_TEXT SHOWN_
Section 6.6. Filesystem-Independent Services | The Design and Implementation of the FreeBSD Operating System

6.6. Filesystem-Independent Services

The vnode interface not only supplies an object-oriented interface to the underlying filesystems but also provides a set of management routines that can be used by the client filesystems. These facilities are described in this section.

When the final file-entry reference to a file is closed, the usage count on the vnode drops to zero and the vnode interface calls the inactive() vnode operation. The inactive() call notifies the underlying filesystem that the file is no longer being used. The filesystem will often use this call to write dirty data back to the file but will not typically reclaim the memory holding file data. The filesystem is permitted to cache the file so that the latter can be reactivated quickly (i.e., without disk or network I/O) if the file is reopened.

In addition to the inactive() vnode operation being called when the reference count drops to zero, the vnode is placed on a systemwide free list. Unlike many vendor's vnode implementations, which have a fixed number of vnodes allocated to each filesystem type, the FreeBSD kernel keeps a single systemwide collection of vnodes. When an application opens a file that does not currently have an in-memory vnode, the client filesystem calls the getnewvnode() routine to allocate a new vnode. The kernel maintains two lists of free vnodes: those that have data pages cached in memory and those that do not have any data pages cached in memory. The preference is to reuse vnodes with no cached pages, since the reuse of a vnode with cached pages will cause all the cached pages associated with that vnode to lose their identity. If the vnodes were not classified separately, then an application that walked the filesystem tree doing stat calls on each file that it encountered would eventually flush all the vnodes referencing data pages, thus losing the identity of all the cached pages in the kernel. So when allocating a new vnode, the getnewvnode() routine first checks the front of the free list of vnodes with no cached pages and only if that list is empty does it select from the front of the list of vnodes with cached pages.

Having selected a vnode, the getnewvnode() routine then calls the vnode's reclaim() operation to notify the filesystem currently using that vnode that it is about to be reused. The reclaim() operation writes back any dirty data associated with the underlying object, removes the underlying object from any lists that it is on (such as hash lists used to find it), and frees up any auxiliary storage that was being used by the object. The vnode is then returned for use by the new client filesystem.

_MATERIAL PROVIDED_
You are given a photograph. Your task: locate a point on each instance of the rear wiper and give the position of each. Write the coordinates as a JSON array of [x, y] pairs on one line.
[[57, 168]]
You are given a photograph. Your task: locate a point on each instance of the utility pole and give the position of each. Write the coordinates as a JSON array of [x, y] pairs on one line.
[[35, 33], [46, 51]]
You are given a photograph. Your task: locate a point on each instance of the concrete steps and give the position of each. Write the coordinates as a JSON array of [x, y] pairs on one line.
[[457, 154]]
--
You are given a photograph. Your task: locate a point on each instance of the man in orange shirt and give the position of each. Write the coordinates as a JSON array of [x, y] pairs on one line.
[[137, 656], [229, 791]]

_REQUESTS_
1. In the vnode services text, which free list does getnewvnode() check first when it allocates a new vnode?
2. Carry the vnode services text forward, starting after its final sentence.

_ANSWERS TO THE PROBLEMS_
1. It checks the front of the free list of vnodes that have no cached pages.

2.
The benefit of having a single global vnode table is that the kernel memory dedicated to vnodes is used more efficiently than when several filesystem-specific collections of vnodes are used. Consider a system that is willing to dedicate memory for 1000 vnodes. If the system supports 10 filesystem types, then each filesystem type will get 100 vnodes. If most of the activity moves to a single filesystem (e.g., during the compilation of a kernel located in a local filesystem), all the active files will have to be kept in the 100 vnodes dedicated to that filesystem while the other 900 vnodes sit idle. In a FreeBSD system, all 1000 vnodes could be used for the active filesystem, allowing a much larger set of files to be cached in memory. If the center of activity moved to another filesystem (e.g., compiling a program on an NFS mounted filesystem), the vnodes would migrate from the previously active local filesystem over to the NFS filesystem. Here, too, there would be a much larger set of cached files than if only 100 vnodes were available using a partitioned set of vnodes.

The reclaim() operation is a disassociation of the underlying filesystem object from the vnode itself. This ability, combined with the ability to associate new objects with the vnode, provides functionality with usefulness that goes far beyond simply allowing vnodes to be moved from one filesystem to another. By replacing an existing object with an object from the dead filesystem-a filesystem in which all operations except close fail the kernel revokes the object. Internally, this revocation of an object is provided by the vgone() routine.

This revocation service is used for session management, where all references to the controlling terminal are revoked when the session leader exits. Revocation works as follows. All open terminal descriptors within the session reference the vnode for the special device representing the session terminal. When vgone() is called on this vnode, the underlying special device is detached from the vnode and is replaced with the dead filesystem. Any further operations on the vnode will result in errors, because the open descriptors no longer reference the terminal. Eventually, all the processes will exit and will close their descriptors, causing the reference count to drop to zero. The inactive() routine for the dead filesystem returns the vnode to the front of the free list for immediate reuse because it will never be possible to get a reference to the vnode again.

The revocation service supports forcible unmounting of filesystems. If the kernel finds an active vnode when unmounting a filesystem, it simply calls the vgone() routine to disassociate the active vnode from the filesystem object. Processes with open files or current directories within the filesystem find that they have simply vanished, as though they had been removed. It is also possible to downgrade a mounted filesystem from read-write to read-only. Instead of access being revoked on every active file within the filesystem, only those files with a nonzero number of references for writing have their access revoked.

Finally, the ability to revoke objects is exported to processes through the revoke system call. This system call can be used to ensure controlled access to a device such as a pseudo-terminal port. First, the ownership of the device is changed to the desired user and the mode is set to owner-access only. Then the device name is revoked to eliminate any interlopers that already had it open. Thereafter, only the new owner is able to open the device.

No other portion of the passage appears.